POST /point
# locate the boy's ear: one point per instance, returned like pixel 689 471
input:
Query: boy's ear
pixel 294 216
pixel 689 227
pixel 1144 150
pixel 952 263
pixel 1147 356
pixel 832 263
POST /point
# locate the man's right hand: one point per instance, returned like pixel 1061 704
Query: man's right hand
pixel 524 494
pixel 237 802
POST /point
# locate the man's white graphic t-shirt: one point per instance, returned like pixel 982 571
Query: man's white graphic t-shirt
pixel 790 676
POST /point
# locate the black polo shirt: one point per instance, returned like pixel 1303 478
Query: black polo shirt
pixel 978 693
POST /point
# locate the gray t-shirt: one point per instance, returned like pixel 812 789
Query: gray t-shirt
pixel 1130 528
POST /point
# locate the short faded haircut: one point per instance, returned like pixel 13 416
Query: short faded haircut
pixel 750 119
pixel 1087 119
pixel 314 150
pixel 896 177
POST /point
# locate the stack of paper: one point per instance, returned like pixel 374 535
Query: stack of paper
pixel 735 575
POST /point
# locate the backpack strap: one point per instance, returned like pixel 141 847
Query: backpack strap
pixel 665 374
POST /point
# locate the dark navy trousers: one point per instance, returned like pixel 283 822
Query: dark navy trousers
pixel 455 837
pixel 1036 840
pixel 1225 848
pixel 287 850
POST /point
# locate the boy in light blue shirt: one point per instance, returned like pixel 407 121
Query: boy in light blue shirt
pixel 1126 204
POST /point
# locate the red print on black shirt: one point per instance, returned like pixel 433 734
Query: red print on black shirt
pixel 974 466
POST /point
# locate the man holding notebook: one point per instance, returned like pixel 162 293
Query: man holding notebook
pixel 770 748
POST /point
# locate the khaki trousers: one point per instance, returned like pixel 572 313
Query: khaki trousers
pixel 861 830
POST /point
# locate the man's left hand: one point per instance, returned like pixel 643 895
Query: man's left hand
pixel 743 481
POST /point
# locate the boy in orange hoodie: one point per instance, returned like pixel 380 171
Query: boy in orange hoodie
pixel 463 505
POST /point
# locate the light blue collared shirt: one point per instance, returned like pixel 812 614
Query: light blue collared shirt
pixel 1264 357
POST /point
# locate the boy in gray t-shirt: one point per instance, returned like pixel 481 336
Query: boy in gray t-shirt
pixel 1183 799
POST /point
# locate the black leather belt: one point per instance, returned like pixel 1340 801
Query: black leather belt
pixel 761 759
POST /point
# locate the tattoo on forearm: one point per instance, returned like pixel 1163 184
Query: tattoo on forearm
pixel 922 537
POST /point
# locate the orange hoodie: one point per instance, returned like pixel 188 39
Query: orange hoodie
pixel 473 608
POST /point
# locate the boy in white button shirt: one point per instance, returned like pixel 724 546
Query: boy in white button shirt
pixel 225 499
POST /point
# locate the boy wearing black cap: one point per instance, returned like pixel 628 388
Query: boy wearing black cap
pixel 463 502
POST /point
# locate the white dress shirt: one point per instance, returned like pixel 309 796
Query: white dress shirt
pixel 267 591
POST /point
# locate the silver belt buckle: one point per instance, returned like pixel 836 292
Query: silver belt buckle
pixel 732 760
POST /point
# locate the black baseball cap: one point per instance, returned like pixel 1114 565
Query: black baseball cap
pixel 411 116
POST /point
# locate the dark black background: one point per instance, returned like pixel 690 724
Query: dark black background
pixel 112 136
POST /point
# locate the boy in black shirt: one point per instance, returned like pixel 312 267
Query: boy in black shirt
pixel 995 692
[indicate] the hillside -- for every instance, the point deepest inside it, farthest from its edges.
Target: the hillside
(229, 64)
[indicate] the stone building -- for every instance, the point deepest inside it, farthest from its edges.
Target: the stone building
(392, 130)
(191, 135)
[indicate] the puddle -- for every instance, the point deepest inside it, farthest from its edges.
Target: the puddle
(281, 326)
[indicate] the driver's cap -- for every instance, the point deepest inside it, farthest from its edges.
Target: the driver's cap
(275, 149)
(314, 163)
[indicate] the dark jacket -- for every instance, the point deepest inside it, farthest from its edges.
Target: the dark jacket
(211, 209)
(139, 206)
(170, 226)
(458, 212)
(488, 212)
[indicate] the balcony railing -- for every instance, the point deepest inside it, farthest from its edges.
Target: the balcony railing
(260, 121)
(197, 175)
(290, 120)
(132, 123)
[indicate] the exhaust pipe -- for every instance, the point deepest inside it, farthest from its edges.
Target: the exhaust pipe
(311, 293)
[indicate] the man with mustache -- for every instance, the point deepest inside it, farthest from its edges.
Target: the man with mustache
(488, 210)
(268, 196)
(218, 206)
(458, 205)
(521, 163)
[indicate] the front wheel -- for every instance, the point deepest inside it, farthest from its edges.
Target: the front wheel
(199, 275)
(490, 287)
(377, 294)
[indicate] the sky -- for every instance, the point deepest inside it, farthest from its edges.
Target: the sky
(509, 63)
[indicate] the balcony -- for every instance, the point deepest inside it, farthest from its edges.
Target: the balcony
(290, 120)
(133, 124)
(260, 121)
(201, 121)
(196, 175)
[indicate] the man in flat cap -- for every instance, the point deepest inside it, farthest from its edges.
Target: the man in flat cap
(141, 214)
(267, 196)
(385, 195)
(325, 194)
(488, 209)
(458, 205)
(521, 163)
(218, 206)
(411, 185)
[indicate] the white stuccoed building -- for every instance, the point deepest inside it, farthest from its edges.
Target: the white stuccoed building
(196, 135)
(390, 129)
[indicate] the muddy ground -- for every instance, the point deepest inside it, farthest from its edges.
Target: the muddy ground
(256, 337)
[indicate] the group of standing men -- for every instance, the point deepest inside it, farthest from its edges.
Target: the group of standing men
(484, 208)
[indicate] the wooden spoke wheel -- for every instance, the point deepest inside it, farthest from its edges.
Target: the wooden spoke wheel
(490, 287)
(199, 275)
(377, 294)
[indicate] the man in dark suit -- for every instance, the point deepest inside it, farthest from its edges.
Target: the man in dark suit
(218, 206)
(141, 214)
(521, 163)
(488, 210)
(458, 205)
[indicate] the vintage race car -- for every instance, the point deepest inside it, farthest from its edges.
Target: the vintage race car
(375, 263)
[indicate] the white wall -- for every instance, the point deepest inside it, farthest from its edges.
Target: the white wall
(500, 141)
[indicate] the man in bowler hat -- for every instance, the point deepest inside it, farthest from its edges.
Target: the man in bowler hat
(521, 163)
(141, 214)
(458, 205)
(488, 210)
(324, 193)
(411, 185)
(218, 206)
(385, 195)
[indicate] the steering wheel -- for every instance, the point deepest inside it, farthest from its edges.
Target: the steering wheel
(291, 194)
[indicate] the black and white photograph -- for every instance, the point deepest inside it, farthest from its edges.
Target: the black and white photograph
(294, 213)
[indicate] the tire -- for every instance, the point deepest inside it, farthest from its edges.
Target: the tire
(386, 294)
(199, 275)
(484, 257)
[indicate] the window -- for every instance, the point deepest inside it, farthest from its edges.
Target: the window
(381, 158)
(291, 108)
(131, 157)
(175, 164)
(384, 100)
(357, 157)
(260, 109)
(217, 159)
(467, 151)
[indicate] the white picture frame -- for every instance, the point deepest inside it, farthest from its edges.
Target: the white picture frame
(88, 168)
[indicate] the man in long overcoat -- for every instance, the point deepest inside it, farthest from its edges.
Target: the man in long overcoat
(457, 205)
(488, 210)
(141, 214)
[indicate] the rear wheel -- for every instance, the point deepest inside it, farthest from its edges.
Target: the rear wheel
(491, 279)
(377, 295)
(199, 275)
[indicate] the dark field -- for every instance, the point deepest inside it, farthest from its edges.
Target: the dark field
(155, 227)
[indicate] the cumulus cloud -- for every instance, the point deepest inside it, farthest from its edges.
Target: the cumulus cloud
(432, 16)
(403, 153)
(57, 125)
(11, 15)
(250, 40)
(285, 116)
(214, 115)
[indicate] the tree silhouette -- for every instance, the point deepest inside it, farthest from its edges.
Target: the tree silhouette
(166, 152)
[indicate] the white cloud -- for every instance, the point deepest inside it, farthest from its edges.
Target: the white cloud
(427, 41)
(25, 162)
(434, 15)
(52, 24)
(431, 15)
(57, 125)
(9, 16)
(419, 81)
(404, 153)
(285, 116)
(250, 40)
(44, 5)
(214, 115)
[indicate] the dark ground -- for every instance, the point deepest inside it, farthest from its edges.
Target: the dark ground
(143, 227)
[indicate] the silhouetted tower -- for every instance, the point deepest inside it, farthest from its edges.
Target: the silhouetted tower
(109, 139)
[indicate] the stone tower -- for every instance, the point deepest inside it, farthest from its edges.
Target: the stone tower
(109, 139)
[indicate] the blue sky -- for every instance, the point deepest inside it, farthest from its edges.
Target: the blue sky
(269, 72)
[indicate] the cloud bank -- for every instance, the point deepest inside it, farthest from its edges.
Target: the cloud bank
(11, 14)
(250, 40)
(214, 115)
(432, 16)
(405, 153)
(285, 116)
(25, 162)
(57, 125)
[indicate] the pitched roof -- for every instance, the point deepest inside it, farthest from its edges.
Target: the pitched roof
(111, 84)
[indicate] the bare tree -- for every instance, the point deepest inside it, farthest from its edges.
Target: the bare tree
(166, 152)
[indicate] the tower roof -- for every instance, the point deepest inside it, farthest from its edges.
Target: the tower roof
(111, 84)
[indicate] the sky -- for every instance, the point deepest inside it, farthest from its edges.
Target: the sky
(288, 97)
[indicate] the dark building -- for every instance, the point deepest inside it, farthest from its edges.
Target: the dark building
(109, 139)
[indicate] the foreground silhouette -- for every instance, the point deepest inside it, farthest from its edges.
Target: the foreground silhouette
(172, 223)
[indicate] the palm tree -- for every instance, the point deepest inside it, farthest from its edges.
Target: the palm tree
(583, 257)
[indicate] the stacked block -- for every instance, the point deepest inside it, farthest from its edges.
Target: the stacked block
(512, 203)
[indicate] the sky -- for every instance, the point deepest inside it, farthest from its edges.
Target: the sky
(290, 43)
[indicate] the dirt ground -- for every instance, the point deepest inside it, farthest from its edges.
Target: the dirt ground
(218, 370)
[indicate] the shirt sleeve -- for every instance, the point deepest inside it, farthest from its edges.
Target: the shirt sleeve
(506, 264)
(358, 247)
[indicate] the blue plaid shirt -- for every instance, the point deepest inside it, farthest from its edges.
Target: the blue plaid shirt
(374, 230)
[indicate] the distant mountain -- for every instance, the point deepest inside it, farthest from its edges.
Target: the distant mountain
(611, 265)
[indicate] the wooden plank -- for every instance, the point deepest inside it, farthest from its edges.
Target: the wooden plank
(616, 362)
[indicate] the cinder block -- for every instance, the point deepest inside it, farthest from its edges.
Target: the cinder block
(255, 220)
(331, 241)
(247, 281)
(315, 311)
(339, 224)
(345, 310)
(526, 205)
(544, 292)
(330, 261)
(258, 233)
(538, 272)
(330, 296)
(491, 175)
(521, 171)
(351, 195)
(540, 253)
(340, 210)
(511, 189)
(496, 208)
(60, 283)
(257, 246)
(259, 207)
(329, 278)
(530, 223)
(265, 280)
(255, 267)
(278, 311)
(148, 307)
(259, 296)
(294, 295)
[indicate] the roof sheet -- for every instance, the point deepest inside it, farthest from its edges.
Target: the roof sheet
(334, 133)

What is expected » Reproduce verbatim only the segment of the listing bounded by the line containing "Query: black baseball cap" and the line containing "# locate the boy in black", with both boundary lines included.

Exercise result »
Query: black baseball cap
pixel 411 116
POST /point
# locate the dark black background: one point per instance, returned like pixel 690 724
Query: dark black background
pixel 112 136
POST /point
# locate the boy in black shirt: one point per instance, returned like pixel 312 267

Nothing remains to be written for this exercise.